**Exercise description**
In the data below, find each line carrying the string "element" and copy it out.

[Stored data entries]
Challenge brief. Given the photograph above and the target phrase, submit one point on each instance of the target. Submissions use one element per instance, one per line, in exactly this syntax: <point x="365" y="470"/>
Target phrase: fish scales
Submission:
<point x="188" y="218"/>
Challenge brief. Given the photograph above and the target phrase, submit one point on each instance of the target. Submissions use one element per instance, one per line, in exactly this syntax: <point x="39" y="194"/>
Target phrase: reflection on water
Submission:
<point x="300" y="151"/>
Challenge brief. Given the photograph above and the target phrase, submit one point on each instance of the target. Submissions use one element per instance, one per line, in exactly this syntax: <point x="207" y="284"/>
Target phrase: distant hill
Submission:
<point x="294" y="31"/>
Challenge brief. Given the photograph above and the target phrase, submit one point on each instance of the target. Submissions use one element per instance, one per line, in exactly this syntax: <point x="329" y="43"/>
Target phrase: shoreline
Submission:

**Written reply**
Challenge brief. Given the photograph above and the target phrase, submit one point on each instance of the target. Submissions use one element per instance, one per line, in exactly this syntax: <point x="365" y="470"/>
Challenge brief. Given the photograph above and the target phrase, submit one point on each instance of the target. Submissions use one element per instance, one per line, in exactly this syntax: <point x="39" y="194"/>
Challenge brief. Given the photograph above and the target phrase, submit one point on each instance of the target. Submissions use one element per instance, one per line, in exactly this syntax: <point x="207" y="284"/>
Challenge brief. Given the photograph above and the target phrase, submit one point on each instance of the target. Submissions use one element per instance, one per line, in exactly this syntax: <point x="329" y="43"/>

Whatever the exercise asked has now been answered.